• [DATA FOR THIS EXERCISE]:
★ ★ ★ ★ ★
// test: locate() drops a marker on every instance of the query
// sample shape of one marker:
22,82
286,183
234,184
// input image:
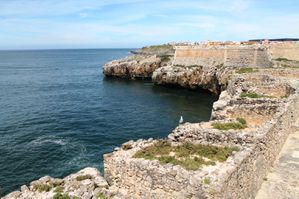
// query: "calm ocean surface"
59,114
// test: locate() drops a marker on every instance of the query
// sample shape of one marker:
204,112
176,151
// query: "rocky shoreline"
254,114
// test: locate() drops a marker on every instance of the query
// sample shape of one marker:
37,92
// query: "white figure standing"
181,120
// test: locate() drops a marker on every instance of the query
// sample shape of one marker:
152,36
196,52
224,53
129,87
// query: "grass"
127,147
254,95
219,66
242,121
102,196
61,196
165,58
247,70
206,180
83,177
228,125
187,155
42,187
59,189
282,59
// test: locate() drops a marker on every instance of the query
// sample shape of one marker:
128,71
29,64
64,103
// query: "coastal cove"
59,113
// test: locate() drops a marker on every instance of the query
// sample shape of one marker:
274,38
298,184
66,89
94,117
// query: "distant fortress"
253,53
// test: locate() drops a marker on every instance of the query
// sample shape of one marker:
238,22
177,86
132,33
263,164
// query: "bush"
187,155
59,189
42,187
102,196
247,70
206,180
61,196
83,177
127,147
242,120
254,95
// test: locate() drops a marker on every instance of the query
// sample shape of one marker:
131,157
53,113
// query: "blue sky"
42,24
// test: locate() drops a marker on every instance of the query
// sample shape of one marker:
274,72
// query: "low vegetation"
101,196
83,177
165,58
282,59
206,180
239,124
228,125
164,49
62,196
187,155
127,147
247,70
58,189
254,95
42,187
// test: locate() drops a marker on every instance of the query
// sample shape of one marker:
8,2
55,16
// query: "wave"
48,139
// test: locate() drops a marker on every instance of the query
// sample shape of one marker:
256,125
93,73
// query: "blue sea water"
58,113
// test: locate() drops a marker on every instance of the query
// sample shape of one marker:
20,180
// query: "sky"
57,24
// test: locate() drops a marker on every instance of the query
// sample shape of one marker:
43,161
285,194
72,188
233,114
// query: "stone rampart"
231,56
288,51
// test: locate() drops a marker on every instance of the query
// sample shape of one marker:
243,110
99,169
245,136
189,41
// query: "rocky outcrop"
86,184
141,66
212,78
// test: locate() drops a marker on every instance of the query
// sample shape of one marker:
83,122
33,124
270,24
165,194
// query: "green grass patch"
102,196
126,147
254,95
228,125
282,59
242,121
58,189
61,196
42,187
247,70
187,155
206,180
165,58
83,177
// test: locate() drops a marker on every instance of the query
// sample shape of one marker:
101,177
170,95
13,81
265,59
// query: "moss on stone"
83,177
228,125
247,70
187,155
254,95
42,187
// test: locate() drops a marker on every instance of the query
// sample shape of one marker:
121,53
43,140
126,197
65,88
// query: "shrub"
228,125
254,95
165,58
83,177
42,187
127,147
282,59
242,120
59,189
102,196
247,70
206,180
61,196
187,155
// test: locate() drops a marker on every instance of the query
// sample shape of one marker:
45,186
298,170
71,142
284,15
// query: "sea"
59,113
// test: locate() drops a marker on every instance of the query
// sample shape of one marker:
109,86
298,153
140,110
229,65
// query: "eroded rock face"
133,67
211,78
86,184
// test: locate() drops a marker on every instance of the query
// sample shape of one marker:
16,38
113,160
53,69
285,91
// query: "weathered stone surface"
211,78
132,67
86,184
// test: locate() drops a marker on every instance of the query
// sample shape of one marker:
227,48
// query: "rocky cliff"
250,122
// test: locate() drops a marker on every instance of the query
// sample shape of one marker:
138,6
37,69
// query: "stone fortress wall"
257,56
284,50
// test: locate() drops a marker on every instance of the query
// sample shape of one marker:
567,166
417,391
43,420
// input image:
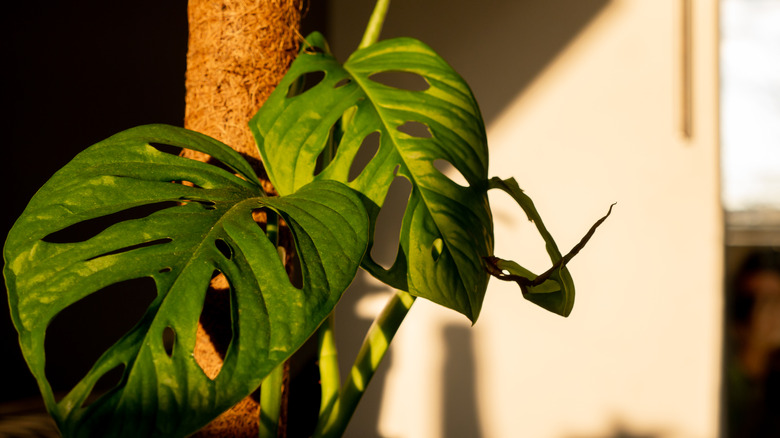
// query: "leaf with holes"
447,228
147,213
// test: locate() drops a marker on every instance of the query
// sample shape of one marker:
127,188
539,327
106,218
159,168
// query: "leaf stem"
★ ★ ★ ★ ★
• [DIRECTIONS FOR THIS TASK]: The records above are to be reproduced exactly; the pictures are to be left out.

• [RESULT OF THE TASK]:
// test: locate() drops a marker on every instance of the query
// sample shape of one marker:
22,82
286,183
234,184
// input image:
// query: "calm ocean surface"
59,114
// test: locate() drops a marker on every instance of the query
// sample shape of one marker:
204,112
176,151
// query: "rocky shoreline"
254,114
// test: locate() drops a marker on every instance of the query
// sample shape of one marker:
37,92
// query: "white figure standing"
181,120
// test: locate() drops a marker on every instance of the query
// sample shape of one marker:
152,36
196,52
224,53
129,87
// query: "grass"
127,147
254,95
219,66
242,121
102,196
61,196
165,58
247,70
206,180
83,177
228,125
187,155
42,187
59,189
282,59
// test: locate() drops a marker on every instance of the query
// sample shape of one marker:
128,71
29,64
64,103
// query: "coastal cove"
59,113
// test: locate() drops a marker on every instance of the query
// sample shape of one marker:
274,38
298,184
66,89
94,117
// query: "distant fortress"
253,53
// test: locate() drops a marker on every instance of the query
// sample shape of one marker:
238,22
177,86
132,33
263,164
// query: "bush"
187,155
59,189
42,187
102,196
247,70
206,180
61,196
83,177
127,147
242,120
254,95
// test: locate() drops a marker on every instance of the query
// sample shape of one marker:
131,157
53,113
// query: "blue sky"
42,24
// test: locate() drops a marker on every instance of the query
// sample shape of one marker:
274,72
// query: "low vegetation"
101,196
83,177
165,58
282,59
206,180
239,124
228,125
164,49
62,196
187,155
127,147
247,70
58,189
254,95
42,187
// test: locate() drops a marker on every instance of the query
// sample shape of one marker:
8,2
55,16
// query: "wave"
48,139
// test: locate() drops a marker on every instance of the query
// sample shape of one marker:
256,125
93,73
// query: "blue sea water"
58,113
// test: locate() drops a marker on every instance of the query
// sample shape of one marker:
20,180
// query: "sky"
57,24
// test: locate() drops a marker on every instance of the query
// sample shape of one marker:
43,161
285,194
72,188
233,114
// query: "stone rampart"
231,56
288,51
// test: locate() drops a marker on every instance of the query
// sample shape of one marker:
243,110
99,169
245,136
189,41
// query: "rocky outcrop"
86,184
141,66
212,78
// test: locate() drops a marker on every instance of the query
// sample shape of one marker:
83,122
33,124
270,24
165,194
// query: "green grass patch"
102,196
126,147
254,95
228,125
282,59
242,121
58,189
61,196
42,187
247,70
187,155
206,180
165,58
83,177
// test: locate() drops a marker on every instance of the query
// sample shape of one marker:
101,177
170,95
13,81
265,59
// query: "moss on stone"
83,177
228,125
247,70
187,155
254,95
42,187
// test: locate() drops a marker on every instance of the query
// sample shape of one marker:
121,53
43,140
126,197
65,88
// query: "shrub"
228,125
254,95
165,58
83,177
42,187
127,147
282,59
242,120
59,189
102,196
247,70
206,180
61,196
187,155
// test: locate() drops a marker on every instance of the query
// sample shape of one marker:
45,186
298,170
71,142
284,15
// query: "sea"
59,113
// test: locate() drops a marker on every instance of the query
// sample shape of one marker:
109,86
298,153
140,110
229,65
// query: "eroded rock face"
133,67
211,78
86,184
// test: locate() drops a marker on every instance of the query
// sample shape of one marker:
16,38
113,160
53,69
285,91
// query: "weathered stone surface"
211,78
132,67
86,184
// test: locate() drops a marker on every instance of the query
// sample shape of one marker:
227,48
// query: "rocky cliff"
250,122
// test: locate() drops a marker on every instance of the query
// sample shape of one marker:
138,6
37,69
// query: "stone fortress wall"
257,56
284,50
// test: locate() drops a marker on every instance of the query
// sample shape of one marker:
567,166
417,391
43,420
// input image:
// query: "leaf with holes"
447,228
147,213
// test: locate() drops a marker on every instance of the query
// sample shape of one marker:
127,188
539,327
106,218
159,168
// query: "leaf stem"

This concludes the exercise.